Task requirements –
1) Quote the game review between "Like Brass: Birmingham, no" and "9. Nippon (2015)", inclusive.
2) Name every board game that the game review mentions by title.

Passage –
>> BEGIN

Multi-use cards are one of my favorite mechanic, and this game is completely built around them. And like any well-designed game that is build all around cards, the design of this never leaves you feeling hamstrung by bad card draw. If you’re doing badly at Glory to Rome, it’s your fault. Sorry. You haven’t found the combo that will win the game for you. I can say this because I’m terrible at Glory to Rome, and I know it. That’s not saying I’ve not won before. I have, but more likely than not it was because I accidentally stumbled onto something good. 
Like Brass: Birmingham, no two games of Glory to Rome are the same. There are so many cards in the box, and the subtle sense of humor that permeates some of the cards just tickles me (please see: latrine).
It’s fast and exciting, and giving you options on other players’ turns is also one of my favorite mechanics.  I’ll happily play and lose Glory to Rome anytime.
9. Nippon (2015)
Full disclosure, this is the newest edition to this list, and Kathleen and I have only played this a few times, but there’s something about this game that really fascinates me.

>> END

Recorded information –

>> BEGIN

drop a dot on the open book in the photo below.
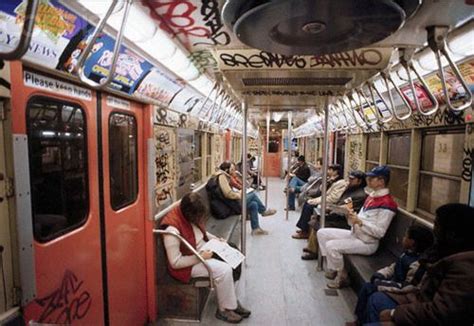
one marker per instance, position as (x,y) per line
(339,210)
(231,256)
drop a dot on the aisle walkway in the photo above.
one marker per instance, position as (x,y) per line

>> END

Answers for the tasks –
1)
Like Brass: Birmingham, no two games of Glory to Rome are the same. There are so many cards in the box, and the subtle sense of humor that permeates some of the cards just tickles me (please see: latrine).
It’s fast and exciting, and giving you options on other players’ turns is also one of my favorite mechanics.  I’ll happily play and lose Glory to Rome anytime.
9. Nippon (2015)

2)
Glory to Rome
Brass: Birmingham
Nippon